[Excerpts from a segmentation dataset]
= = = = =

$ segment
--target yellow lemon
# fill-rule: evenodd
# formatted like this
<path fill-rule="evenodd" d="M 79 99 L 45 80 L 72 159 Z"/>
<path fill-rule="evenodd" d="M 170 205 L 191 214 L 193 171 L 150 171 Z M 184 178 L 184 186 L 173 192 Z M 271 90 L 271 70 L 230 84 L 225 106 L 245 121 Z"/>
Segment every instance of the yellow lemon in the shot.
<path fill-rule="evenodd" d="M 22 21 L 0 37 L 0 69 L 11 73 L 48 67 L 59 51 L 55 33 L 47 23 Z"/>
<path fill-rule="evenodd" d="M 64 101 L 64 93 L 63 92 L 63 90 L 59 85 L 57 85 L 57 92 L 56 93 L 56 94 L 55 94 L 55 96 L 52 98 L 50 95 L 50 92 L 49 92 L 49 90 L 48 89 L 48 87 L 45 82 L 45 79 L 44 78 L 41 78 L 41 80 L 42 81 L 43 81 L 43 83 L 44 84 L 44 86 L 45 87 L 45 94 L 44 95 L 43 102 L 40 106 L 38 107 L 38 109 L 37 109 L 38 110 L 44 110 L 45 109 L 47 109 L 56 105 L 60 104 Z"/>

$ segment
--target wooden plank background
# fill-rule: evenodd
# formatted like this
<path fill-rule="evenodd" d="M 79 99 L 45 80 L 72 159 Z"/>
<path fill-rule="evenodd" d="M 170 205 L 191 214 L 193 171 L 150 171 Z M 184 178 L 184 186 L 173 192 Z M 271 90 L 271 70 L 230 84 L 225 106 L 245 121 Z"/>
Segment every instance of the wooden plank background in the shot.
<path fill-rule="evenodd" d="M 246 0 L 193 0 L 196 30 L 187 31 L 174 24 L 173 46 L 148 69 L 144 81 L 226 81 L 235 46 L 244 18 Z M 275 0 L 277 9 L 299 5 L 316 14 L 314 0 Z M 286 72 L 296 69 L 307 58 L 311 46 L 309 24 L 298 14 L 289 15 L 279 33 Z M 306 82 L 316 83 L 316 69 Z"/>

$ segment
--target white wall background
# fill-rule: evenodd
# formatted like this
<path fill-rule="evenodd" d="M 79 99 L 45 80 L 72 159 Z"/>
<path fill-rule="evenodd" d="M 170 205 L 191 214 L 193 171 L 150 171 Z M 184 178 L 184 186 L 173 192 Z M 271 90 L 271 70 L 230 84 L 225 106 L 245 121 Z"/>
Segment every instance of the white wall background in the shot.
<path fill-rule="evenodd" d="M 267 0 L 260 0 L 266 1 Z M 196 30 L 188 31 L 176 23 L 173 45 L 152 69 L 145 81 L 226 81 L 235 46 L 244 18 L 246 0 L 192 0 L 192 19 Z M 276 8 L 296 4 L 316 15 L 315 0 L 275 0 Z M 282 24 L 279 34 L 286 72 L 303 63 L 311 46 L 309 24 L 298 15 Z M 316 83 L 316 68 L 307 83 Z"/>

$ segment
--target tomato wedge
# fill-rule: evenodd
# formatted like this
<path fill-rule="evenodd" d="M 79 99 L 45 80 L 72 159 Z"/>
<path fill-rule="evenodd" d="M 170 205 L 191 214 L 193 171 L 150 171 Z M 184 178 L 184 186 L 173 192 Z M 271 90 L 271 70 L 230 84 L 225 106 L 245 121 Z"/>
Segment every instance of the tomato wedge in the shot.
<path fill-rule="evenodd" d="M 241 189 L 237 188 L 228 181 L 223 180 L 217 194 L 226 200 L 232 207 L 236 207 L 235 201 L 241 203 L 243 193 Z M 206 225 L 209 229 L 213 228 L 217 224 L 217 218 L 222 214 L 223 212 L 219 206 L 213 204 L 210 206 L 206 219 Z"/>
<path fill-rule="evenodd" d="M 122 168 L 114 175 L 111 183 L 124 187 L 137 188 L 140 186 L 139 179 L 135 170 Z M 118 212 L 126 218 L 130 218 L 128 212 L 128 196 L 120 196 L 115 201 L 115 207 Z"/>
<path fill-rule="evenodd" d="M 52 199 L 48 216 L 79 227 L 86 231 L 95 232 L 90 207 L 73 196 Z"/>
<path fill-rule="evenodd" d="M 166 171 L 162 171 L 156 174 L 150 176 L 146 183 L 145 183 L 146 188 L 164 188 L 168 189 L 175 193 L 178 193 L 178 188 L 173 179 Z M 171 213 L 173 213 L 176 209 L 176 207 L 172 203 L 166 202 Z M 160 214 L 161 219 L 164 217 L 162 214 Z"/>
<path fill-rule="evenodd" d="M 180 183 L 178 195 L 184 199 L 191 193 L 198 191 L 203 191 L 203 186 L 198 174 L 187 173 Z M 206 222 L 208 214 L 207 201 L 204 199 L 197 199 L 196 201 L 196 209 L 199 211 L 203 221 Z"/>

= = = = =

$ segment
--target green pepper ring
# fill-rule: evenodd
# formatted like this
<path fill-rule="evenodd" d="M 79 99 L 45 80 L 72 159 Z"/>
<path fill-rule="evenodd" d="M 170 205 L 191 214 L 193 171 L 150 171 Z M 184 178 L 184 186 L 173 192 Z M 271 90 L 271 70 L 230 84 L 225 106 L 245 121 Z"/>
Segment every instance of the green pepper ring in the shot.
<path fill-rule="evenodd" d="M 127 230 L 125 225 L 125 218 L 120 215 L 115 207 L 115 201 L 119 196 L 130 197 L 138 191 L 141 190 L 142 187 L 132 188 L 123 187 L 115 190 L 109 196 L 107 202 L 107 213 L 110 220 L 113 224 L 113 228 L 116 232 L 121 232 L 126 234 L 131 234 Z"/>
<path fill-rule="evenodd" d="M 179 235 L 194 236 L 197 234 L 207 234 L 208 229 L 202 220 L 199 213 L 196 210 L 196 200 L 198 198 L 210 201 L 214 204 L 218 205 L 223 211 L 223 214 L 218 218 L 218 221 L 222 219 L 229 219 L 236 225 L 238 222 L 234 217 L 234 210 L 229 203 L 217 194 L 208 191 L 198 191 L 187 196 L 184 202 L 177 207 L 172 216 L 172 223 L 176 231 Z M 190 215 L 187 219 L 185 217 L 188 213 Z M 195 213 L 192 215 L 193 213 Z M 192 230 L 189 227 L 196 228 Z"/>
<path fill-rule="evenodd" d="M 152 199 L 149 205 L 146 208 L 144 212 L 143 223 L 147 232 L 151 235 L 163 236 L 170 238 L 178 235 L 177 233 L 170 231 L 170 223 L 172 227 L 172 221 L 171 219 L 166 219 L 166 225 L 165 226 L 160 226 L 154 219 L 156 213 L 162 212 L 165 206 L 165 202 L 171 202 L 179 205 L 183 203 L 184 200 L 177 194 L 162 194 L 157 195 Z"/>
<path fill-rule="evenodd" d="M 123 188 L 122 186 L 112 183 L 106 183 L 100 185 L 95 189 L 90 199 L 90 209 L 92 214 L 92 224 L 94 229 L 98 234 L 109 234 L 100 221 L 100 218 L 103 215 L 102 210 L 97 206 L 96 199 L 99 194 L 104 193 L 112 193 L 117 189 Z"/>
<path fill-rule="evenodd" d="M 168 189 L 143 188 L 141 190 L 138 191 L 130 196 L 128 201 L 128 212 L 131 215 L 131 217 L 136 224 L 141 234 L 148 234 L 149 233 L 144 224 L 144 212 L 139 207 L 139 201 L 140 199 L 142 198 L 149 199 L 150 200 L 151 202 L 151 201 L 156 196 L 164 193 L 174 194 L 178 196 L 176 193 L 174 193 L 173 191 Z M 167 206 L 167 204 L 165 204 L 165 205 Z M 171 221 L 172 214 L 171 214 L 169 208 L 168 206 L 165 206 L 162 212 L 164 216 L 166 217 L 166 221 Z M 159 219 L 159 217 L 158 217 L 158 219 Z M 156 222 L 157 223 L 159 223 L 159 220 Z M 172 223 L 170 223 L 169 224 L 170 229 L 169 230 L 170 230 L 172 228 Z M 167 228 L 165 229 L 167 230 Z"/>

= = = = =

_TASK STATEMENT_
Gather every line of the material above that contains the string "yellow". Letter case matters.

_CORRECT ANSWER_
--target yellow lemon
Segment every instance of the yellow lemon in the shot.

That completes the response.